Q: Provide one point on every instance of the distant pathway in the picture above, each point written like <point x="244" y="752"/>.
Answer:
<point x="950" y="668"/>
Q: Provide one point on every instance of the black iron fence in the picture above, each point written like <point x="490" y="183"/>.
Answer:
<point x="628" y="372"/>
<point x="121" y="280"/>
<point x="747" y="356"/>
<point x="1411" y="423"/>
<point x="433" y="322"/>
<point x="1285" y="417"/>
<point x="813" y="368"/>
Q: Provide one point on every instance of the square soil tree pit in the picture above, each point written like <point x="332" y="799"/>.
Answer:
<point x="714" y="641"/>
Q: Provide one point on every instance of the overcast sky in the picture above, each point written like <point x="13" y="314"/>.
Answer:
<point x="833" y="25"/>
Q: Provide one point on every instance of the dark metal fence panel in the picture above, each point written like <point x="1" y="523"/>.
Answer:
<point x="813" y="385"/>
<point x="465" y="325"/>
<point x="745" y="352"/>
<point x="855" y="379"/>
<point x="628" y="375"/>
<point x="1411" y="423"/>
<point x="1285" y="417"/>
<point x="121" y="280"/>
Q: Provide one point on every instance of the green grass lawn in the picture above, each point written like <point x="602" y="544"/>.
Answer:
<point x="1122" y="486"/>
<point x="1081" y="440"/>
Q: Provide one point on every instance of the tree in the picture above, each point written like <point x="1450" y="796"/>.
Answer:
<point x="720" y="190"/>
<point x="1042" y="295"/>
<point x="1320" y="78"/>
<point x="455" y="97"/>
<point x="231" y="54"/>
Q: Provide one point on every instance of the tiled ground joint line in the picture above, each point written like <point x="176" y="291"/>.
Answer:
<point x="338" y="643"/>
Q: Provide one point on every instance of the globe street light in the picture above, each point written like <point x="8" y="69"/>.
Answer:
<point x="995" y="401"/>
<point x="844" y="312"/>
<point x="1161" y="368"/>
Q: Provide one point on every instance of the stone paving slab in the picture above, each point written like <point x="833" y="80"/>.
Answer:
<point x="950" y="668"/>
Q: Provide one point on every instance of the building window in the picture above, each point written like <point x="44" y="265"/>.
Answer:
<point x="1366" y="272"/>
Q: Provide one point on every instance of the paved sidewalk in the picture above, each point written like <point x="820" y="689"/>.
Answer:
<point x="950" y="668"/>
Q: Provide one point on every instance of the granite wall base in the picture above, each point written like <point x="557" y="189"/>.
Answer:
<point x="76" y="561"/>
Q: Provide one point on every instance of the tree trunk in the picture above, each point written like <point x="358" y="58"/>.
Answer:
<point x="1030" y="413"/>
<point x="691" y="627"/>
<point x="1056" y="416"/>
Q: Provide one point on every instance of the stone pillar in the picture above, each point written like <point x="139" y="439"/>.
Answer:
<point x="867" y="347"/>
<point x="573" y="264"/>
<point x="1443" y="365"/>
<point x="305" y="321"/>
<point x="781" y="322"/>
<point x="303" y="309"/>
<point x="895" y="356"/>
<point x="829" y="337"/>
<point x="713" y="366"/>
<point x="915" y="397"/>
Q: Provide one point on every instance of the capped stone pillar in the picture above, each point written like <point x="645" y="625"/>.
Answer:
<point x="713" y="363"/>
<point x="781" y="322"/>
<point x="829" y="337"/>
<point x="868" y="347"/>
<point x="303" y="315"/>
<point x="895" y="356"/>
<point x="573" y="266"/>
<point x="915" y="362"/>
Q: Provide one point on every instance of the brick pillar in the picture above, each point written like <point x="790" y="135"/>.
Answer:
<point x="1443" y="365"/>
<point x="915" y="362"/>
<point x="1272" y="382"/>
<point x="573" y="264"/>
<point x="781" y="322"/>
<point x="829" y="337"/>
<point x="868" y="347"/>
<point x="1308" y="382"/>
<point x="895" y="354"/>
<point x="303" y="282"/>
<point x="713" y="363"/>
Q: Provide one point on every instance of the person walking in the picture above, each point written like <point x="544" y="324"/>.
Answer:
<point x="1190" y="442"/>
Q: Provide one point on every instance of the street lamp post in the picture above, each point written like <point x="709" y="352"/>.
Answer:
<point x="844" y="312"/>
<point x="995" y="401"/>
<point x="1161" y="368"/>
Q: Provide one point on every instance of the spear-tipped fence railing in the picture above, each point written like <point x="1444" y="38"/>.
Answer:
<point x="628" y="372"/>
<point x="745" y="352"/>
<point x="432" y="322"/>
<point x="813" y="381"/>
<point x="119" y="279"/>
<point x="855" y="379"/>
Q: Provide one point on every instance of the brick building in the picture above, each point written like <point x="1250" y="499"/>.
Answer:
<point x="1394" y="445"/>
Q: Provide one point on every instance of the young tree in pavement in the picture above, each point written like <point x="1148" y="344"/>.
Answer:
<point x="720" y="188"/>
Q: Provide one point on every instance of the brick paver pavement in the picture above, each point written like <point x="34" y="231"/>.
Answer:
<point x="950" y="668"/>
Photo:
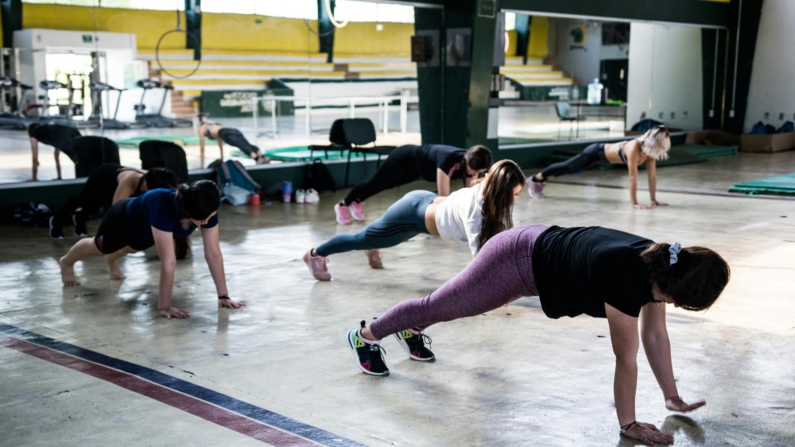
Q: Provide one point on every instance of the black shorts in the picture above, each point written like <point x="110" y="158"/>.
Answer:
<point x="115" y="231"/>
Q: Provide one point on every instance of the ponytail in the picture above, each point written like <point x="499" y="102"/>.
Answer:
<point x="197" y="200"/>
<point x="498" y="198"/>
<point x="695" y="279"/>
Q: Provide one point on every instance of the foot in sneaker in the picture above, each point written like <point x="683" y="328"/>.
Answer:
<point x="357" y="211"/>
<point x="56" y="232"/>
<point x="369" y="354"/>
<point x="80" y="227"/>
<point x="374" y="259"/>
<point x="317" y="266"/>
<point x="343" y="213"/>
<point x="536" y="189"/>
<point x="414" y="344"/>
<point x="311" y="196"/>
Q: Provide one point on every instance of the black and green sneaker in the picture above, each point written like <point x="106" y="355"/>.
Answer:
<point x="415" y="345"/>
<point x="369" y="356"/>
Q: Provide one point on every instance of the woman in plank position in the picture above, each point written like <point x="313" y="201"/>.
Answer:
<point x="472" y="215"/>
<point x="157" y="218"/>
<point x="649" y="148"/>
<point x="594" y="271"/>
<point x="430" y="162"/>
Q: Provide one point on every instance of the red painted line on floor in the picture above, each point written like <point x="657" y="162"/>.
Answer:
<point x="204" y="410"/>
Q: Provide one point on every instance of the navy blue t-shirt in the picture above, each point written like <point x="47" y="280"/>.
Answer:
<point x="158" y="208"/>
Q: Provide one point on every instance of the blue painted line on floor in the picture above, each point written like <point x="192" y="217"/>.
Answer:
<point x="199" y="392"/>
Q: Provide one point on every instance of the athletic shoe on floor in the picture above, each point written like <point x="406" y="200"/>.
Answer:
<point x="374" y="259"/>
<point x="536" y="189"/>
<point x="415" y="345"/>
<point x="311" y="196"/>
<point x="80" y="227"/>
<point x="317" y="266"/>
<point x="56" y="233"/>
<point x="343" y="213"/>
<point x="369" y="356"/>
<point x="357" y="211"/>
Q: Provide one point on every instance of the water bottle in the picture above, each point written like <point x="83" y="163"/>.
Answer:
<point x="287" y="190"/>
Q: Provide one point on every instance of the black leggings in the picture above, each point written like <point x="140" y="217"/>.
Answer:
<point x="234" y="137"/>
<point x="115" y="232"/>
<point x="97" y="193"/>
<point x="399" y="168"/>
<point x="593" y="155"/>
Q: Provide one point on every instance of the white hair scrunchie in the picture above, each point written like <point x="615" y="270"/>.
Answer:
<point x="674" y="251"/>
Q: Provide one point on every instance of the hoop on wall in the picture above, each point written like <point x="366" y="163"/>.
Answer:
<point x="188" y="35"/>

■ WORK REQUIRED:
What are the lines from the one with "Q: Provide one point on every instance of the navy" through the last line of the records above? Quote them exactly and add nothing.

■ THE RESPONSE:
Q: Provide one point on every instance of the navy blue t-shirt in the picture above, each point written like <point x="47" y="280"/>.
Answer:
<point x="158" y="208"/>
Q: Provide one point on every instance of the blue painted line on floor in the picture above, each point written like <point x="192" y="217"/>.
Answer:
<point x="199" y="392"/>
Q: Provide one point on every instance of the athletic shoe on floor in the picture above, each point written like <point x="406" y="200"/>.
Answer:
<point x="374" y="259"/>
<point x="536" y="189"/>
<point x="415" y="345"/>
<point x="311" y="196"/>
<point x="80" y="227"/>
<point x="317" y="266"/>
<point x="56" y="233"/>
<point x="343" y="213"/>
<point x="369" y="356"/>
<point x="357" y="211"/>
Q: Provide one point on every instance of the water bottle in the picture above, each point written like <point x="83" y="163"/>.
Answer:
<point x="287" y="190"/>
Q: Provide one point on every instance of the black leggings in the picture above, each point written like <point x="140" y="217"/>.
Answer:
<point x="234" y="137"/>
<point x="115" y="232"/>
<point x="97" y="193"/>
<point x="399" y="168"/>
<point x="593" y="155"/>
Q: Provide one point on every instance of the white hair scrunchie in the picture above, each point written like <point x="615" y="270"/>.
Answer:
<point x="674" y="251"/>
Q: Provide one point on every instance of the hoop on wall in the picture above, each point written like <point x="366" y="163"/>.
Answer:
<point x="188" y="35"/>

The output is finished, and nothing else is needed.